--- STORED DATA Enclosed Below ---

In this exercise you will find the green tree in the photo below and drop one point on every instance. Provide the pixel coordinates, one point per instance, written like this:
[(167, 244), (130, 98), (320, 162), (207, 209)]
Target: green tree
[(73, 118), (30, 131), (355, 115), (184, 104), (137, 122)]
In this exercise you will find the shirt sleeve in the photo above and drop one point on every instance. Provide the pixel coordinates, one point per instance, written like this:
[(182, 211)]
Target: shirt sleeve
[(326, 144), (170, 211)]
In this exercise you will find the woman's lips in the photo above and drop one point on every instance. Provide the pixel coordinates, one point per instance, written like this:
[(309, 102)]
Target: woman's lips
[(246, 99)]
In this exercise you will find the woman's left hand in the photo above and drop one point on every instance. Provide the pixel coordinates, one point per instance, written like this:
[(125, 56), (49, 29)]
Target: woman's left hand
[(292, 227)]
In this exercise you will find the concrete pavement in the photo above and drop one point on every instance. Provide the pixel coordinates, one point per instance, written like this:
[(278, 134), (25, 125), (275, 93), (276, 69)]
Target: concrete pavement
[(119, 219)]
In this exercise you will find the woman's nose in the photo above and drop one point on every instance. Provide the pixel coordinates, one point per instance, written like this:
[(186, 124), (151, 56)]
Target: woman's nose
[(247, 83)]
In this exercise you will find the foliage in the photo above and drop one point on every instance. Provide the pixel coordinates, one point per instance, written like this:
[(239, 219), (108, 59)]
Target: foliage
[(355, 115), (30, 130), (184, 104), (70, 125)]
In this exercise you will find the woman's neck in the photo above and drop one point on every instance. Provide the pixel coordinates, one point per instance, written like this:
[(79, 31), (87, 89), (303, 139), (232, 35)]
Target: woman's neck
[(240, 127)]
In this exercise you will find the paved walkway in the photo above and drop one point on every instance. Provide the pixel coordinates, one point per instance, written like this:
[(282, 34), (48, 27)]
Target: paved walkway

--- End of Enclosed STORED DATA ---

ACTIVITY:
Return a copy of each line in the entries that contains "paved".

RESULT BELOW:
In this exercise you will find the paved walkway in the photo above and drop one point on every instance. Provide the pixel coordinates, one point per instance, written like this:
Target: paved walkway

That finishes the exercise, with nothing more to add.